Start Given data

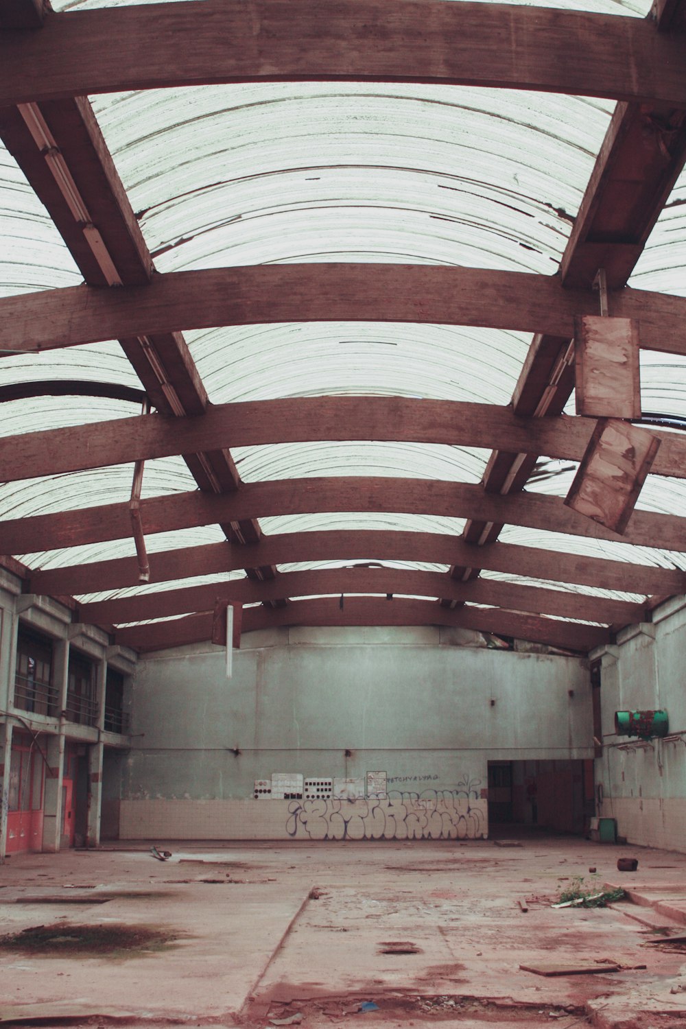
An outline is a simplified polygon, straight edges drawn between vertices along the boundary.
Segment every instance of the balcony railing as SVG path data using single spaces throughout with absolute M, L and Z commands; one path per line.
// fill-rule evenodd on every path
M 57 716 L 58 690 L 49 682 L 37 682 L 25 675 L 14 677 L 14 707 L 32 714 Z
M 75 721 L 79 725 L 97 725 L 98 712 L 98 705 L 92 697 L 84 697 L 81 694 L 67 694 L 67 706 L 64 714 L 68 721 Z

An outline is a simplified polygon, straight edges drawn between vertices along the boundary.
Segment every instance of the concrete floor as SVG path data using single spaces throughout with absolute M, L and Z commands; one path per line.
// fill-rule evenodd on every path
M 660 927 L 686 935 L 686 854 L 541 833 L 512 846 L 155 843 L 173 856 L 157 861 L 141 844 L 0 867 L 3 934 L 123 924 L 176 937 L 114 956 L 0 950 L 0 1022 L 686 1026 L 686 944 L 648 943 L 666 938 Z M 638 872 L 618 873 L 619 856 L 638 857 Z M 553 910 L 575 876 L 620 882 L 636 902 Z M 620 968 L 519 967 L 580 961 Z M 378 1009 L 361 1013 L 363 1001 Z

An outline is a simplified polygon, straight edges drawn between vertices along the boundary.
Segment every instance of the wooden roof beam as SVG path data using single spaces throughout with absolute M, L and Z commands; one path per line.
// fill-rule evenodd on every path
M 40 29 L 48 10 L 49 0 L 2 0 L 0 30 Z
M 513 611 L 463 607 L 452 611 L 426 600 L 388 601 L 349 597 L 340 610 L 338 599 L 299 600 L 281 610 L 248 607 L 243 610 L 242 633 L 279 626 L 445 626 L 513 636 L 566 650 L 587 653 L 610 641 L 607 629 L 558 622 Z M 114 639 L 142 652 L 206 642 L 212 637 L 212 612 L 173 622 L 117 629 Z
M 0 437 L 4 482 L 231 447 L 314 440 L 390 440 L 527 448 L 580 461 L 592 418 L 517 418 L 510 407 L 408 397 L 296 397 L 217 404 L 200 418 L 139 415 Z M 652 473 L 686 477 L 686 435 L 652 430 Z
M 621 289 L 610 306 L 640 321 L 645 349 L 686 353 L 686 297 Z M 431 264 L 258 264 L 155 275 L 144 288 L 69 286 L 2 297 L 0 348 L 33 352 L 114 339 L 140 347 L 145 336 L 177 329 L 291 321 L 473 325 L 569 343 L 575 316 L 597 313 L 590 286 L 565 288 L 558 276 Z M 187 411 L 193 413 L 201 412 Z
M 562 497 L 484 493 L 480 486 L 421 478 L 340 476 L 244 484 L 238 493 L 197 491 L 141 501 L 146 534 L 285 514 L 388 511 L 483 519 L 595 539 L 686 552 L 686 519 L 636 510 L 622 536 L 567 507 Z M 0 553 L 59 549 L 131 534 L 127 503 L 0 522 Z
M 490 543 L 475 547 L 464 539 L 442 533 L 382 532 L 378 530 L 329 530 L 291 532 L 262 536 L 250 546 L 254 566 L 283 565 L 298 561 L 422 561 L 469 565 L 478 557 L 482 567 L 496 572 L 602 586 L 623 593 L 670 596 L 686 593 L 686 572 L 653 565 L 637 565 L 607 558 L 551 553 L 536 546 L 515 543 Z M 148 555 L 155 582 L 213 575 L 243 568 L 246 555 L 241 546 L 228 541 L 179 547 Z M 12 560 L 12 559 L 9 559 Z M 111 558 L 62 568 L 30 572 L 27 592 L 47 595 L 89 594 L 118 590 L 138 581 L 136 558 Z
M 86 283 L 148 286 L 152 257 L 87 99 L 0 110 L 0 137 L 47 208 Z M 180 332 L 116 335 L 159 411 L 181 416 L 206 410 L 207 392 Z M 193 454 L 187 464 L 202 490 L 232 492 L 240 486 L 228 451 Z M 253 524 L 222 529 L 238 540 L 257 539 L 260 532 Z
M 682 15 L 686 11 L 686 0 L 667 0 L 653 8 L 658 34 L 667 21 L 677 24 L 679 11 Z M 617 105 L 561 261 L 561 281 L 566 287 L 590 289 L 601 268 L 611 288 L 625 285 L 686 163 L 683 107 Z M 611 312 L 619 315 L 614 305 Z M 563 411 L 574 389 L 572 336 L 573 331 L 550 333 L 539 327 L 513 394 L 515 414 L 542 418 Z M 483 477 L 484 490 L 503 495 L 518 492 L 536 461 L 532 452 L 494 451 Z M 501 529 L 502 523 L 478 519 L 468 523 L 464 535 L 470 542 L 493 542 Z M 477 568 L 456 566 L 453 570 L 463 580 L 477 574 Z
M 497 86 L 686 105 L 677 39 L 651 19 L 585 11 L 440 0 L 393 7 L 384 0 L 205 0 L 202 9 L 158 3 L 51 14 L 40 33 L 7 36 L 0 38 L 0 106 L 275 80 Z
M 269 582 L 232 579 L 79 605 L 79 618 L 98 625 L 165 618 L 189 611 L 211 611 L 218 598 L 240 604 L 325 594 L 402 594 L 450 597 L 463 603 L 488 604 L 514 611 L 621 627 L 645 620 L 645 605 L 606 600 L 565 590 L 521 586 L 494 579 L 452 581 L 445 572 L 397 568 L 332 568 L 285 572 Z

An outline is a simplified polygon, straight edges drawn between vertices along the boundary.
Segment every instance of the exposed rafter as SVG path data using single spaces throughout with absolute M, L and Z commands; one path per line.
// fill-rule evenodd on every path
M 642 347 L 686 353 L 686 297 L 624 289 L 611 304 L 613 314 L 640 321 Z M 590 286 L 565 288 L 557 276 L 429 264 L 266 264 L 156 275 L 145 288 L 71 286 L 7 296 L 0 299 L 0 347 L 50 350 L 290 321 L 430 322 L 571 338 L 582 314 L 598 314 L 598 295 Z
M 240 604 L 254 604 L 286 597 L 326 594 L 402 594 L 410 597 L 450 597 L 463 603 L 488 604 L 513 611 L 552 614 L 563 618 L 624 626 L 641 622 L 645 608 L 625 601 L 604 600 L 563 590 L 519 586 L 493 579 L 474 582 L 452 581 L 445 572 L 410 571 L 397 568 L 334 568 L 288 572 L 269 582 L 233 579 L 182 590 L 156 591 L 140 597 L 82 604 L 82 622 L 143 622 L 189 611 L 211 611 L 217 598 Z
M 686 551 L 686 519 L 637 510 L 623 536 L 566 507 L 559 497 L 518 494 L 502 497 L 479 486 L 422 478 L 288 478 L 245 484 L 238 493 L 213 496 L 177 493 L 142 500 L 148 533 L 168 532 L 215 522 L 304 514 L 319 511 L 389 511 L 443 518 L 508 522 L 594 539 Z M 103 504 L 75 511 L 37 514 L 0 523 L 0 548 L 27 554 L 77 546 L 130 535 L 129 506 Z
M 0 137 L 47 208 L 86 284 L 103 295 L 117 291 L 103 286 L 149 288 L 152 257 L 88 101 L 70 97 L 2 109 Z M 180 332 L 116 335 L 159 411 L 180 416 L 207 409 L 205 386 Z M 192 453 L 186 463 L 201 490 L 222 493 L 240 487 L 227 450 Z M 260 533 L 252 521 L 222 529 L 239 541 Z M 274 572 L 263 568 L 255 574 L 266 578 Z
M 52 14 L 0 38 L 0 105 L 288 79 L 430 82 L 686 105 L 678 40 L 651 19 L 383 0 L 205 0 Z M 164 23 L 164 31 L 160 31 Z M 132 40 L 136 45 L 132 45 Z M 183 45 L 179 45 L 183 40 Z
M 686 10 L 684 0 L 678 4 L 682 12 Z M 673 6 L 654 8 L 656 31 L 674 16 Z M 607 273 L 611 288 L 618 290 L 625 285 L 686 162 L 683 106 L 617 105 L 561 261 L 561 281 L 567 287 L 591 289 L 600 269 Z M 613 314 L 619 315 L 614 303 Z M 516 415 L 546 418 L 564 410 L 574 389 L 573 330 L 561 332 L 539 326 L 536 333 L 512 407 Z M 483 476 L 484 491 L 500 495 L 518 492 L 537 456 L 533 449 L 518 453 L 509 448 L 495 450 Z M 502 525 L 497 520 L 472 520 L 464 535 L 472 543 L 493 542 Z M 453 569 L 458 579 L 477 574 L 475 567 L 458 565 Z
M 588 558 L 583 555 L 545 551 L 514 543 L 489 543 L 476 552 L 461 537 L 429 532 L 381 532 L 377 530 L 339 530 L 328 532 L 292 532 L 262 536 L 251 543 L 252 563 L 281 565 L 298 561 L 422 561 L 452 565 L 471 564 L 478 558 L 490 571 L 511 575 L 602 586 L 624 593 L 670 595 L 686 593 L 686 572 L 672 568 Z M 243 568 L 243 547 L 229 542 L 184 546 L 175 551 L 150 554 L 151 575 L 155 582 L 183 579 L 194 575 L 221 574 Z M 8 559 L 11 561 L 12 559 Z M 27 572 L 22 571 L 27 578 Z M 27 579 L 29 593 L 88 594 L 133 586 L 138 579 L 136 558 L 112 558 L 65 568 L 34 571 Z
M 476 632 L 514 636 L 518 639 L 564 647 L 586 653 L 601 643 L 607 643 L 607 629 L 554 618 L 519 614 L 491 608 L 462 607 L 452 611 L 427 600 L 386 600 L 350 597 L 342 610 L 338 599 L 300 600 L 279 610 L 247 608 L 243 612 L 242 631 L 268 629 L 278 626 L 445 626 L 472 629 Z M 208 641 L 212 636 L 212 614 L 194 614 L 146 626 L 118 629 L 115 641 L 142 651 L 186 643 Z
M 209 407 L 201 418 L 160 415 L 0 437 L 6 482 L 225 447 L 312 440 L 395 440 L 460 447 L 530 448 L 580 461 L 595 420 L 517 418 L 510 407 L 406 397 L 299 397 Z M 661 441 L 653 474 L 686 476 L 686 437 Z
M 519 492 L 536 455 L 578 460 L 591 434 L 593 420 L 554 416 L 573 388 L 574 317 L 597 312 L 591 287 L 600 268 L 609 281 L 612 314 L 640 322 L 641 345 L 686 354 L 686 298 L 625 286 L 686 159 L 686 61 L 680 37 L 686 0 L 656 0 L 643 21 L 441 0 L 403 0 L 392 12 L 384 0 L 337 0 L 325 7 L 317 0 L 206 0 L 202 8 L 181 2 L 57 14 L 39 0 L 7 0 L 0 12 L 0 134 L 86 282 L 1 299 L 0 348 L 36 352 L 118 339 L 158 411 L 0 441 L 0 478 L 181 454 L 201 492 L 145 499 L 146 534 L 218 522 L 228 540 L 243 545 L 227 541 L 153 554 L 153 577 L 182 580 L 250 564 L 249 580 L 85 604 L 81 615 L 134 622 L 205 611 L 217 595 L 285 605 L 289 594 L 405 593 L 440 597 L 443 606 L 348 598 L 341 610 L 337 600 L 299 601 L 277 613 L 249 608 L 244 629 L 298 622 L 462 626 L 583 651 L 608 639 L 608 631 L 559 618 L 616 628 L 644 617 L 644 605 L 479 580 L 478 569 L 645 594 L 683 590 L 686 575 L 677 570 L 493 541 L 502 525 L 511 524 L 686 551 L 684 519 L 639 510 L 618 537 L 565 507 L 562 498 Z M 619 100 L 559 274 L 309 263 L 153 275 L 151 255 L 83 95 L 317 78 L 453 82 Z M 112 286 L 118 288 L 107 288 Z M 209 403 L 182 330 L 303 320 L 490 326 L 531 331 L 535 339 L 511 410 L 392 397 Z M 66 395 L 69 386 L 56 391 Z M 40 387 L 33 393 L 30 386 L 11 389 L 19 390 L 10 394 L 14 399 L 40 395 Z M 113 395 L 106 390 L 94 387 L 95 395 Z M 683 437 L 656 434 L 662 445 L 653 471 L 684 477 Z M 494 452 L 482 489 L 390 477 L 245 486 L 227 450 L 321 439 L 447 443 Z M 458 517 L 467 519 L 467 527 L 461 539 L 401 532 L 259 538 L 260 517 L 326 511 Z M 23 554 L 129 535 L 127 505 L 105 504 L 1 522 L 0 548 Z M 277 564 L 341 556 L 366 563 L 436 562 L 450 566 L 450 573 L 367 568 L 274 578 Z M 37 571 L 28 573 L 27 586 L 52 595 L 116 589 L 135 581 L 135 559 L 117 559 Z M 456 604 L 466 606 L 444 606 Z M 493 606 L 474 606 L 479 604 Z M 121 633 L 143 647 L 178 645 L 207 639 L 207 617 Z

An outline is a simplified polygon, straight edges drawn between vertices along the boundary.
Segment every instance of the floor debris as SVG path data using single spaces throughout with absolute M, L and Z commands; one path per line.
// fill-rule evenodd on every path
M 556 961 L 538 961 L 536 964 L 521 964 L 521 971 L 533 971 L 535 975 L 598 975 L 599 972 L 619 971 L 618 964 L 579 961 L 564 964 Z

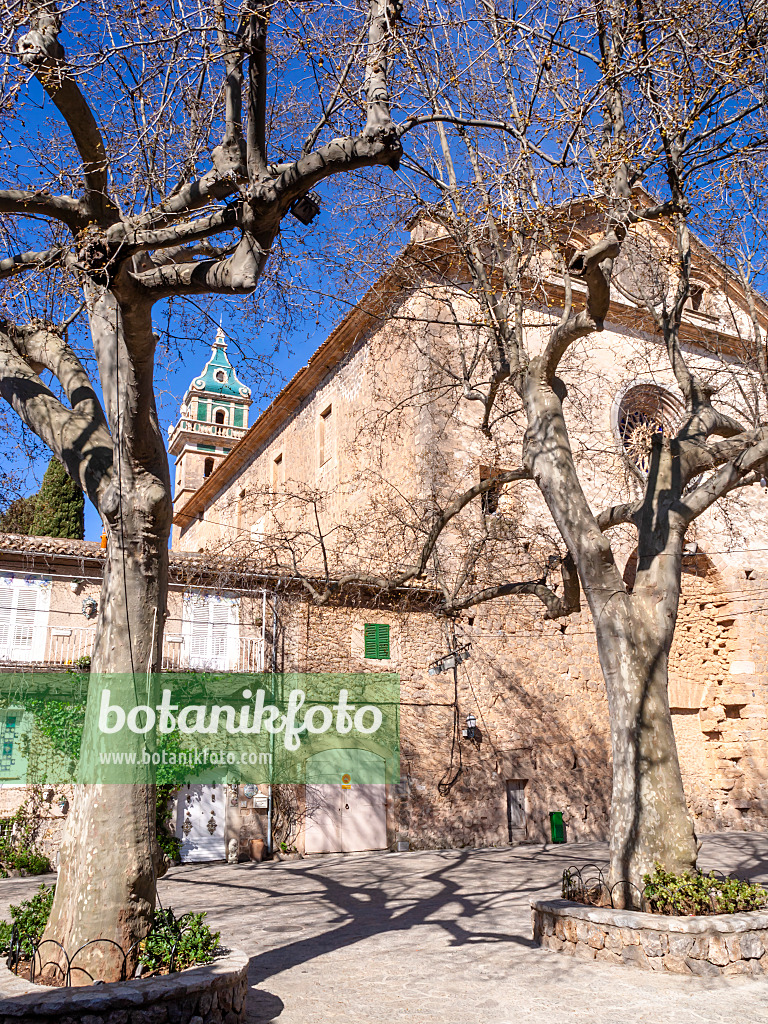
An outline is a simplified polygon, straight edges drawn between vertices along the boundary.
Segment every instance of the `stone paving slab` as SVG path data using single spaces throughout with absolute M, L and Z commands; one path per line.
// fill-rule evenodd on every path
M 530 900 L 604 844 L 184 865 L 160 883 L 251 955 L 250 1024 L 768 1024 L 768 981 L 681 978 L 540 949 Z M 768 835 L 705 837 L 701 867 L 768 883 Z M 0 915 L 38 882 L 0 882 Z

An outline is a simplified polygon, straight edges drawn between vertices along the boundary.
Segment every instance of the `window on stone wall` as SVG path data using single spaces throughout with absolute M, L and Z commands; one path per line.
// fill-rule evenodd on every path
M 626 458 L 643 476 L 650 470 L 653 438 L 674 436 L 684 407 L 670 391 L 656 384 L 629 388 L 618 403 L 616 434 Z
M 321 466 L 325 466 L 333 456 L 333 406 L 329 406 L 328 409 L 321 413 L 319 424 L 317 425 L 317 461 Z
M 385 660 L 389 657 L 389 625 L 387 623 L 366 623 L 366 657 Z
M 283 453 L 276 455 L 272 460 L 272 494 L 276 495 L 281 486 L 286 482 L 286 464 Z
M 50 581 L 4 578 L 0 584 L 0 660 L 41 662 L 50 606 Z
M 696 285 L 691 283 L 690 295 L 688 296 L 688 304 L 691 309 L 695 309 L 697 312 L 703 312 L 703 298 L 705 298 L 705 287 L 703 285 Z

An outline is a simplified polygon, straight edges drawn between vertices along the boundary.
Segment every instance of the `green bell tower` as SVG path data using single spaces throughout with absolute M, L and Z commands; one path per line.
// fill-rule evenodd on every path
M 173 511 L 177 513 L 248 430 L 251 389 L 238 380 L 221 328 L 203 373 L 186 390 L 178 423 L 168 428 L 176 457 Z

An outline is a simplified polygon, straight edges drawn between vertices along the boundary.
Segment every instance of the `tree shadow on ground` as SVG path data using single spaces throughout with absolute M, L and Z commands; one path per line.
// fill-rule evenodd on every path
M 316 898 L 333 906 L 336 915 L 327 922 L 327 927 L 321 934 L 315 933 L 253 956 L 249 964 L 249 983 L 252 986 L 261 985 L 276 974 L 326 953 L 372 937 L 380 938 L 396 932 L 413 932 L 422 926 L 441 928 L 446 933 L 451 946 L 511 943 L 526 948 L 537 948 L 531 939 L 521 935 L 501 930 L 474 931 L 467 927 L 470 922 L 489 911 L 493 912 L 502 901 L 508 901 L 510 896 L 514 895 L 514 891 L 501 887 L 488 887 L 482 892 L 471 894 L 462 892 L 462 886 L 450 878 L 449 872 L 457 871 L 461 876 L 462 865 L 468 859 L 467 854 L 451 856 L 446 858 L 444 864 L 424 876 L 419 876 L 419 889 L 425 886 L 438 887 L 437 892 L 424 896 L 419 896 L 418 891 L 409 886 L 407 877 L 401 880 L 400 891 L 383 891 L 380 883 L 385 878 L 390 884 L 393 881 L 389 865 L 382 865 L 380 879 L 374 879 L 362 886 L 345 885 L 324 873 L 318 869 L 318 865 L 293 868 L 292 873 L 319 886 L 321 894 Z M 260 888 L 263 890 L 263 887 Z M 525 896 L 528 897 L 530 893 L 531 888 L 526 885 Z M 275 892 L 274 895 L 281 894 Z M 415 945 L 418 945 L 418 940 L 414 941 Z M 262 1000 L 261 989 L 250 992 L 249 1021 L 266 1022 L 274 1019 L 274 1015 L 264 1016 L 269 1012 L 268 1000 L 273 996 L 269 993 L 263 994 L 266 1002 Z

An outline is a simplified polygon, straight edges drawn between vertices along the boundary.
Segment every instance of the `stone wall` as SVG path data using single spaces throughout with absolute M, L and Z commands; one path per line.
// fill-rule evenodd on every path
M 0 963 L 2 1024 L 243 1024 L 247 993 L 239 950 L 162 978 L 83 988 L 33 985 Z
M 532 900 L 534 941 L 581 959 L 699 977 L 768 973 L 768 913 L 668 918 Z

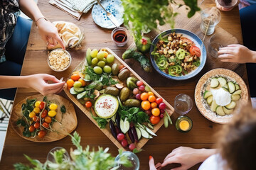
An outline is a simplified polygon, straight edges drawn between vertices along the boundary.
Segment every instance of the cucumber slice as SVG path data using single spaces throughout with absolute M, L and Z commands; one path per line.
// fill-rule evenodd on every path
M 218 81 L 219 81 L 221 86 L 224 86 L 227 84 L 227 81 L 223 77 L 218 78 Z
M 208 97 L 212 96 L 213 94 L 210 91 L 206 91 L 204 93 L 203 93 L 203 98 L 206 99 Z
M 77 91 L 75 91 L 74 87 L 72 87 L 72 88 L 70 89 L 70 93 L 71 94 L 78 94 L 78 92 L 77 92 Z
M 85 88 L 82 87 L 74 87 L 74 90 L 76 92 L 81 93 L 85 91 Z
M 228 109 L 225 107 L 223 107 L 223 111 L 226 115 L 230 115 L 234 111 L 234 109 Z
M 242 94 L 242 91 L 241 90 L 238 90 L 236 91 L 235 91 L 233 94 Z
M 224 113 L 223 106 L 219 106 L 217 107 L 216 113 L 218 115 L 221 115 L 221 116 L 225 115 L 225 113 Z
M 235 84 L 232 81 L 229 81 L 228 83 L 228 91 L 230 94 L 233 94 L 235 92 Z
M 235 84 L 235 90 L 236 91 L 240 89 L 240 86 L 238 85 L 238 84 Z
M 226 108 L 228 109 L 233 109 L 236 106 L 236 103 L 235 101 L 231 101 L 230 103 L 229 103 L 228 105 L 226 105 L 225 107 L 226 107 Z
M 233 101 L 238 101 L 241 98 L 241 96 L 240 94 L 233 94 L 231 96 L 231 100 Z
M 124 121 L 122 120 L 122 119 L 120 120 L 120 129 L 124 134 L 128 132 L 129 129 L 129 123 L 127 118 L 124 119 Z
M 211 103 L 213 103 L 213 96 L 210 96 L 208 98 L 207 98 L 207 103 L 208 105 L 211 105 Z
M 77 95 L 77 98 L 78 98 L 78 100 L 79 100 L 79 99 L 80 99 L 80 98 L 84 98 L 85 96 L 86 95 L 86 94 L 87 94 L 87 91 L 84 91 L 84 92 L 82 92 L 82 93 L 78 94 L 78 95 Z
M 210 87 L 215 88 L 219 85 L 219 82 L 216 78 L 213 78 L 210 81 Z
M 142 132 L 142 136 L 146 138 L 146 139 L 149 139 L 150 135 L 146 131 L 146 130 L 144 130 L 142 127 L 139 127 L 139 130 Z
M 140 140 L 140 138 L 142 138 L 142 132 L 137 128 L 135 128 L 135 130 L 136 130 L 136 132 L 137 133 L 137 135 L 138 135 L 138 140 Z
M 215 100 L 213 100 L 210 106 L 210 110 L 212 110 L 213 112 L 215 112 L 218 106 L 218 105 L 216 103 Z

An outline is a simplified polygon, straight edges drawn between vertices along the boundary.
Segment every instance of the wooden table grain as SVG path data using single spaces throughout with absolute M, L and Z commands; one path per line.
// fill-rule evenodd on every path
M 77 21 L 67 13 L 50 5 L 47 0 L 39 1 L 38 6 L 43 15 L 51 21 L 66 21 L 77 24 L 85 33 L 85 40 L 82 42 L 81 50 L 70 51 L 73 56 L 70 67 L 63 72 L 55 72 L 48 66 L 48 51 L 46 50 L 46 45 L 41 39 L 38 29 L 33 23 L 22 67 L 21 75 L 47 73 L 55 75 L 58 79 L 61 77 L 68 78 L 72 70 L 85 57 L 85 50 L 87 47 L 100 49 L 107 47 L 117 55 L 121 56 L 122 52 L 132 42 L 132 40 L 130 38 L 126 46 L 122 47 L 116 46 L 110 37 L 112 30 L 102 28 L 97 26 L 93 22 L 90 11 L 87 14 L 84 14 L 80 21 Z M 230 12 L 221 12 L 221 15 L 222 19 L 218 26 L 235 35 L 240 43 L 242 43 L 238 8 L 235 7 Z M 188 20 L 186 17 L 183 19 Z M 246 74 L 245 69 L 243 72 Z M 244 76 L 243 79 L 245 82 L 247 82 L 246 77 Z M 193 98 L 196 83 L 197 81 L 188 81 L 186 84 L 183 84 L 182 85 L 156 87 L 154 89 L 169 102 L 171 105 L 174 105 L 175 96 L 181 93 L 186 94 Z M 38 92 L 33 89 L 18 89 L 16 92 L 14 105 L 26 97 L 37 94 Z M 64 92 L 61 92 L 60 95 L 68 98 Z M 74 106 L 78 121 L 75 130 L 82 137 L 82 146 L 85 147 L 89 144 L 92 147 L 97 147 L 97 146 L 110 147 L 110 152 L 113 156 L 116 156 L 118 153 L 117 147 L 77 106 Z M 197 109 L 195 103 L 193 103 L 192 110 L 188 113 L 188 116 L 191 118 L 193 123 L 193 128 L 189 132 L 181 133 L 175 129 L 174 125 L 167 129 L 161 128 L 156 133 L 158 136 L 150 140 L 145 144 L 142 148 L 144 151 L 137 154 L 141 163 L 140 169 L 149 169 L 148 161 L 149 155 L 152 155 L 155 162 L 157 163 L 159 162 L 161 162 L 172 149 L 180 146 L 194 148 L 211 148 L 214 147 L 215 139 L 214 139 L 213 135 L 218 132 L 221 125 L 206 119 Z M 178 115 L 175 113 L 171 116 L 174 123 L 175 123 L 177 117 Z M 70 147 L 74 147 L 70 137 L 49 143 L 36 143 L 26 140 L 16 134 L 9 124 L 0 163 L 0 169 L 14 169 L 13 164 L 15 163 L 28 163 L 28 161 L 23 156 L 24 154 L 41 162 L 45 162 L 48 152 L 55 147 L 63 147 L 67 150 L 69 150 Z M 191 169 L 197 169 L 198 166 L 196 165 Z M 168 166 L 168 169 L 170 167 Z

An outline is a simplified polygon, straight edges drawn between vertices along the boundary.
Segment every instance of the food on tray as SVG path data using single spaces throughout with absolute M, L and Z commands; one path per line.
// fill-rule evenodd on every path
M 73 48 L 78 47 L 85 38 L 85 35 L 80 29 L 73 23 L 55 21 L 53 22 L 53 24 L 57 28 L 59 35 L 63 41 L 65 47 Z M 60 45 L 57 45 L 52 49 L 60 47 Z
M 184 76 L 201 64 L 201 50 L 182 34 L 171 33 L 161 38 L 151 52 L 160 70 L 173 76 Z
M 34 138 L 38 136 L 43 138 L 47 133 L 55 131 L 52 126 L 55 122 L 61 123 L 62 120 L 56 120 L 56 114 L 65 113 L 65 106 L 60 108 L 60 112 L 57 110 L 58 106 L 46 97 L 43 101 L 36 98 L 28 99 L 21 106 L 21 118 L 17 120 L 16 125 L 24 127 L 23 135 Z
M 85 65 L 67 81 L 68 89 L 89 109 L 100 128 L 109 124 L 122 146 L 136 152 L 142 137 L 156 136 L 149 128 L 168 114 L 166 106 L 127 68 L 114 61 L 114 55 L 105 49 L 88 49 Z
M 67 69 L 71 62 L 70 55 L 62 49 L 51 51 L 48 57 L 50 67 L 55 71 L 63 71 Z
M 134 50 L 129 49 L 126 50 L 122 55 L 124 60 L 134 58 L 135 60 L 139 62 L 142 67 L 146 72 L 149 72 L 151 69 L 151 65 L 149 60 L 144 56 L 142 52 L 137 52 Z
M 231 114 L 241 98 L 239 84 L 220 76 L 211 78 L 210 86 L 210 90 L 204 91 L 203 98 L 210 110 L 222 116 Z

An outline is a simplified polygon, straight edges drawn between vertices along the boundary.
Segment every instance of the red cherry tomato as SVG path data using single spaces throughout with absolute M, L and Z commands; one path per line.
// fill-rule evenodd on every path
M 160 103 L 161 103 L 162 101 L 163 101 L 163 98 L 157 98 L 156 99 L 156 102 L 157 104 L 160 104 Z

End Given data

The exercise: Copy the records from their beginning through the line containing "Segment every instance of the balcony", including that line, and leave the pictures out of your copy.

Completed task:
An outline is a simplified polygon, straight edges drawn between vertices along the boundary.
Segment every instance of the balcony railing as SVG path data using single spaces throughout with absolute M, L and Z commands; one path per line.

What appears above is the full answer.